═══ Recorded information

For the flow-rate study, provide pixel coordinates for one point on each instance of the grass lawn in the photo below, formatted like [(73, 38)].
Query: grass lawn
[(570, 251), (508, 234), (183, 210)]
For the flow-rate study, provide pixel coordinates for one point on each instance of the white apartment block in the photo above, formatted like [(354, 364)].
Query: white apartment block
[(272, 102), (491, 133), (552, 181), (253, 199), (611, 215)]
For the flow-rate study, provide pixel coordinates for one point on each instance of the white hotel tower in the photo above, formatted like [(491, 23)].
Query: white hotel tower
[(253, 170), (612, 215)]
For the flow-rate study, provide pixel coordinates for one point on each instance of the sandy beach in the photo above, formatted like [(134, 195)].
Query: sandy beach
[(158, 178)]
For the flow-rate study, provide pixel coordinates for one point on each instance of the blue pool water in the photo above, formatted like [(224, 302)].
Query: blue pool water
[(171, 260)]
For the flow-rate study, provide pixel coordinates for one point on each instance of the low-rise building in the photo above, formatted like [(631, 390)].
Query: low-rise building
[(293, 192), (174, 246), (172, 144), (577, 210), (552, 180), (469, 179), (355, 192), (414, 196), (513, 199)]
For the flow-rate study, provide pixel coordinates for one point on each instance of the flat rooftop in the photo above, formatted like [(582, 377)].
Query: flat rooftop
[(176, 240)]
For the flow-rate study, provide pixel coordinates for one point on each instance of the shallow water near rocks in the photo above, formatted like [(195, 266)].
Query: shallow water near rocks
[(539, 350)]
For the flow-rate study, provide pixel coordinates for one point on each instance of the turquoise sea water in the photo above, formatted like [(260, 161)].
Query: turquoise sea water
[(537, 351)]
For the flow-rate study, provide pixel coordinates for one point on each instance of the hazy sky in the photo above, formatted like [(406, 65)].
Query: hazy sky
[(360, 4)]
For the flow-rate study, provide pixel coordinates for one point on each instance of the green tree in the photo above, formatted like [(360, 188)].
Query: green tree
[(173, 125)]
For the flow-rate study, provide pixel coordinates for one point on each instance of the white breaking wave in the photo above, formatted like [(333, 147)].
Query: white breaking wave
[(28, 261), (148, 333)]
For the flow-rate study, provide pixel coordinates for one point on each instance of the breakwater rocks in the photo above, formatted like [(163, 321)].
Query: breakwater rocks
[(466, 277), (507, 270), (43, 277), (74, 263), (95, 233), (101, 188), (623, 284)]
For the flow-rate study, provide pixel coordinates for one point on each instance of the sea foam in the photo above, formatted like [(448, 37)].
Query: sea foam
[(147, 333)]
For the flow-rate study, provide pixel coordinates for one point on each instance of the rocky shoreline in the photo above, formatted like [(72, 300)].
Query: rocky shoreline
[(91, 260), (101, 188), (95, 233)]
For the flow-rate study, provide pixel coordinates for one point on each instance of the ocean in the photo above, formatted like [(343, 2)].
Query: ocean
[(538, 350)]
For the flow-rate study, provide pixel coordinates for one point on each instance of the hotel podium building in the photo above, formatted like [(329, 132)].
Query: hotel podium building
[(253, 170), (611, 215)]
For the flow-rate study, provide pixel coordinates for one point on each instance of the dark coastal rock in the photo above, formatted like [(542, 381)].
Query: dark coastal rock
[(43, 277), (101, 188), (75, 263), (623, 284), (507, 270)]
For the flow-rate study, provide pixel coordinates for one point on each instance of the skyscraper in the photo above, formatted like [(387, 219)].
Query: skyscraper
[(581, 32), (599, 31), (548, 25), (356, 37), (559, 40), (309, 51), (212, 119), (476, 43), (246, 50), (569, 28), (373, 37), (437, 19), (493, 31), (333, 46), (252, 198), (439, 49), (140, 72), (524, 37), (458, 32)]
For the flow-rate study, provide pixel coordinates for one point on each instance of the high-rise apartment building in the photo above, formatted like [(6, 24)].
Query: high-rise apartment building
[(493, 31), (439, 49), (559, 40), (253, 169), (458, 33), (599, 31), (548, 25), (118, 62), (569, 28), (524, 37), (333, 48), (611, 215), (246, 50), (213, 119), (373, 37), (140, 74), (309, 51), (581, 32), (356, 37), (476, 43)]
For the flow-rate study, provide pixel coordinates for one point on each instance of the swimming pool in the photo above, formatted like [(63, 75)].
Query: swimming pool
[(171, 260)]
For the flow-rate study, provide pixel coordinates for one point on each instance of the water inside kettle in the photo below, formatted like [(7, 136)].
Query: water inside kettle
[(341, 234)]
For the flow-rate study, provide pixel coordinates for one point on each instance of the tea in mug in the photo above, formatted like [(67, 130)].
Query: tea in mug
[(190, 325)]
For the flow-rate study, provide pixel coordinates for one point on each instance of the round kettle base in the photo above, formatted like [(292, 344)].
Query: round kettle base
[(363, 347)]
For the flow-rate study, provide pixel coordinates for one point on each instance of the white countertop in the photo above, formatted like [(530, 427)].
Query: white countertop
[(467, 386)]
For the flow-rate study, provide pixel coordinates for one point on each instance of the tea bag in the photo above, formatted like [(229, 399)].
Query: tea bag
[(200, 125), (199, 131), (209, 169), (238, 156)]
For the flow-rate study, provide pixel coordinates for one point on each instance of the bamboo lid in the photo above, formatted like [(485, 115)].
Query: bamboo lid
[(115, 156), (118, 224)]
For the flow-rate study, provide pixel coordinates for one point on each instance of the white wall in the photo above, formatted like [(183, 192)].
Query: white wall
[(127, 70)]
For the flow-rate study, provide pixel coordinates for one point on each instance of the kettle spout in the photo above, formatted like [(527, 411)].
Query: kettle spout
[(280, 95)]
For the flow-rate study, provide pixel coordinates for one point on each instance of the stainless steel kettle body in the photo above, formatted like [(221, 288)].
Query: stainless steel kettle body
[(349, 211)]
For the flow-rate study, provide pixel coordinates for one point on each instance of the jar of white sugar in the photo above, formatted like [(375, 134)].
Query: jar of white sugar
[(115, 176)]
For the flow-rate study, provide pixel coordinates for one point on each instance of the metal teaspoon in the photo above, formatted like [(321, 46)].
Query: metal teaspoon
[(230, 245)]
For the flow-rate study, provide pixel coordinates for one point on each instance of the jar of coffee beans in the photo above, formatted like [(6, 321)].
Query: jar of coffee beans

══════

Required work
Reproduce the complete set of lines precisely as supplied.

Complete answer
For the flow-rate study, provide pixel coordinates for one point on each instance of the grass lawn in the photo below, formatted like [(73, 38)].
Query: grass lawn
[(570, 251), (508, 234), (183, 210)]
For the flow-rate study, provide pixel coordinates for one point on each instance of the white apartment block in the photo above, formatted like [(354, 364)].
Query: white apartment block
[(272, 102), (491, 133), (552, 181), (253, 199), (611, 215)]
For the flow-rate study, provide pixel coordinates for one point on each instance of the white hotel tower in the photo above, formatted like [(491, 23)].
Query: white hotel tower
[(253, 170), (612, 215)]
For the flow-rate study, provide pixel coordinates for one point on each instance of the sandy beach in the photo above, formatted like [(134, 195)].
Query: sandy beach
[(158, 178)]
For the flow-rate study, provide pixel coordinates for one point on each instance of the blue pool water in the photo above, formatted like [(224, 302)].
Query: blue pool water
[(171, 260)]
For the flow-rate study, provide pixel coordinates for one point on each instance of the low-rise building in the photo above, formatted like [(631, 390)].
Query: low-rise building
[(293, 192), (174, 246), (172, 144), (577, 210), (552, 180), (469, 179), (355, 192), (414, 196), (513, 199)]
For the flow-rate study, provide pixel coordinates for one point on each instance of the flat rooftop in the photo above, formatted like [(582, 377)].
Query: flat rooftop
[(176, 240)]
For the flow-rate study, provide pixel coordinates for one point on each instance of the shallow water near rocks in the photo above, formatted like [(195, 266)].
Query: shallow water near rocks
[(539, 350)]
For the flow-rate study, provide pixel coordinates for one point on each instance of the turquoise sea water in the photo above, formatted like [(260, 161)].
Query: turquoise sea water
[(537, 351)]
For the flow-rate study, provide pixel coordinates for one point on each instance of the hazy sky in the photo above, formatted like [(406, 65)].
Query: hazy sky
[(360, 4)]
For the flow-rate study, provide pixel coordinates for one point on each instance of the green tree in the photo above, formatted like [(360, 188)].
Query: green tree
[(173, 125)]
For the flow-rate study, provide pixel coordinates for one point on each instance of the white breaking wave in the photo above, formatted like [(333, 147)].
Query: white breaking wave
[(28, 261), (148, 333)]
For the flow-rate study, provide pixel coordinates for one point on each instance of the breakwater rocks in the photo above, formatted like [(163, 321)].
Query: breakwater rocks
[(466, 277), (507, 270), (43, 277), (74, 263), (95, 233), (101, 188), (623, 284)]
For the flow-rate study, provide pixel coordinates for one point on each instance of the sea foam in the photo above, formatted like [(448, 37)].
Query: sea foam
[(147, 333)]
For the flow-rate study, provide pixel coordinates for one point on each instance of the rocky shoreline in the photo above, formatted like [(72, 300)].
Query: rocky shoreline
[(91, 260), (101, 188), (95, 233)]
For the flow-rate study, provide pixel coordinates for one point on each instance of the ocean in the photo above, formatted like [(343, 2)].
Query: ocean
[(538, 350)]
For the flow-rate study, provide pixel coordinates for one point on each instance of the hotel podium building in the photo above, formatted like [(329, 132)].
Query: hotel podium building
[(253, 170), (611, 215)]
For the flow-rate study, provide pixel coordinates for one point on each instance of the dark coastal rock in the photo above, formatted like [(542, 381)].
Query: dark coastal rock
[(43, 277), (101, 188), (75, 263), (623, 284), (507, 270)]
For the flow-rate study, provide pixel coordinates for one point on each instance of the skyscraper in the photo above, formatted like [(387, 219)].
Query: skyscraper
[(581, 32), (599, 31), (548, 25), (356, 37), (559, 40), (309, 51), (212, 119), (476, 43), (246, 50), (569, 28), (373, 37), (437, 19), (493, 31), (333, 46), (252, 198), (439, 49), (140, 72), (524, 37), (458, 32)]
For the flow-rate study, provide pixel coordinates for one point on each instance of the high-rise apartment building in the photo above, formatted like [(6, 24)].
Query: high-rise apartment building
[(493, 31), (439, 49), (559, 40), (253, 169), (458, 33), (599, 31), (548, 25), (118, 62), (569, 28), (524, 37), (333, 48), (611, 215), (246, 50), (213, 119), (373, 37), (140, 74), (309, 51), (581, 32), (356, 37), (476, 43)]
For the flow-rate study, provide pixel coordinates for one point on each instance of the swimming pool in the photo above, formatted like [(63, 75)].
Query: swimming pool
[(171, 260)]
For the flow-rate study, provide pixel coordinates for one point on each instance of the water inside kettle in the photo below, formatted like [(7, 136)].
Query: water inside kettle
[(341, 234)]
For the flow-rate study, provide pixel coordinates for one point on each instance of the tea in mug in the photo above, formatted like [(67, 130)].
Query: tea in mug
[(190, 325)]
For the flow-rate study, provide pixel coordinates for one point on each instance of the round kettle base in the photo above, formatted like [(292, 344)].
Query: round kettle base
[(363, 347)]
For the flow-rate study, provide pixel coordinates for one point on each instance of the white countertop in the photo above, formatted like [(530, 427)].
Query: white countertop
[(467, 386)]
For the flow-rate study, provide pixel coordinates for one point on each instance of the tea bag in the photo above, formatted like [(229, 399)].
Query: tea bag
[(200, 125), (199, 131), (209, 169), (238, 156)]
For the flow-rate study, provide pixel coordinates for one point on each instance of the bamboo lid in the photo above, formatted like [(485, 115)].
Query: bamboo lid
[(115, 156), (118, 224)]
For the flow-rate study, provide pixel coordinates for one point on each instance of the white wall in the photo above, formatted like [(183, 192)].
Query: white wall
[(127, 70)]
For the flow-rate study, provide pixel coordinates for one point on each instance of the kettle spout in the photo above, formatted like [(527, 411)].
Query: kettle spout
[(280, 95)]
For the flow-rate study, provide pixel coordinates for one point on each instance of the stainless steel kettle body in the photo above, formatted like [(221, 288)].
Query: stainless steel kettle body
[(349, 211)]
For the flow-rate study, provide pixel coordinates for one point on each instance of the jar of white sugar in the photo above, formatted like [(375, 134)].
Query: jar of white sugar
[(115, 176)]
For the flow-rate study, provide pixel coordinates for one point on each instance of the metal teaspoon in the photo above, formatted like [(321, 46)].
Query: metal teaspoon
[(230, 245)]
For the flow-rate study, provide pixel coordinates for one point on each instance of the jar of coffee beans in the photo above, formatted like [(6, 321)].
Query: jar of coffee beans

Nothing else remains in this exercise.